WHAT TO PRODUCE >> Return the entries below in their exact form, leaving the pictures out.

TASK INPUTS: Begin

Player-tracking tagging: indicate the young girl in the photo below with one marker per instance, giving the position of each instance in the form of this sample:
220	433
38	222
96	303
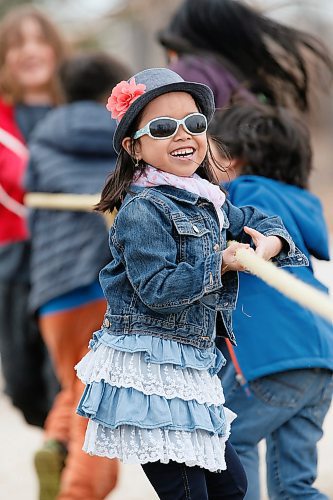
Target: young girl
291	376
152	394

TASK INPUTS: End

EXERCISE ANSWER >>
Player-tracking tagging: indicate the young girl in the photo below with one marker per instance, giving the position of each instance in the form of this sample:
220	433
38	222
96	303
Target: young girl
291	376
152	394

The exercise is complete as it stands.